Old age catches us much earlier in India than in Japan, says study

old indians

If you are living in India, it is likely you may develop negative effects of ageing at an early age than if you were living in Japan or Switzerland, a scientific study has revealed.


However, the study noted that countries such as China and India are performing better in all age-related disease burden rankings.

A 30-year-gap separates countries with the highest and lowest ages at which people experience the health problems of a 65-year-old, according to a paper published in the The Lancet Health.

Researchers found 76-year-olds in Japan and 46-year-olds in Papua New Guinea have the same level of age-related health problems as an “average” person aged 65.


India ranks 159th on age-related burden rate and 138th on age-related disease burden rate.

France (76 years) was third, Singapore fourth (76 years) and Kuwait fifth (75.3 years) in the age-related disease burden rankings. At 68.5 years, the United States ranked 54th, between Iran (69 years) and Antigua and Barbuda (68.4 years).

**YOUR ASSIGNMENT:** Copy out everything from "A 30-year-gap separates" down to "The Lancet Health." in the article on ageing, word for word.

**DATA EXTRACT:**
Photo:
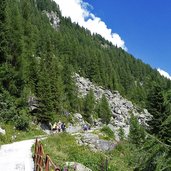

**REPLY TO THE EXERCISE:**
A 30-year-gap separates countries with the highest and lowest ages at which people experience the health problems of a 65-year-old, according to a paper published in the The Lancet Health.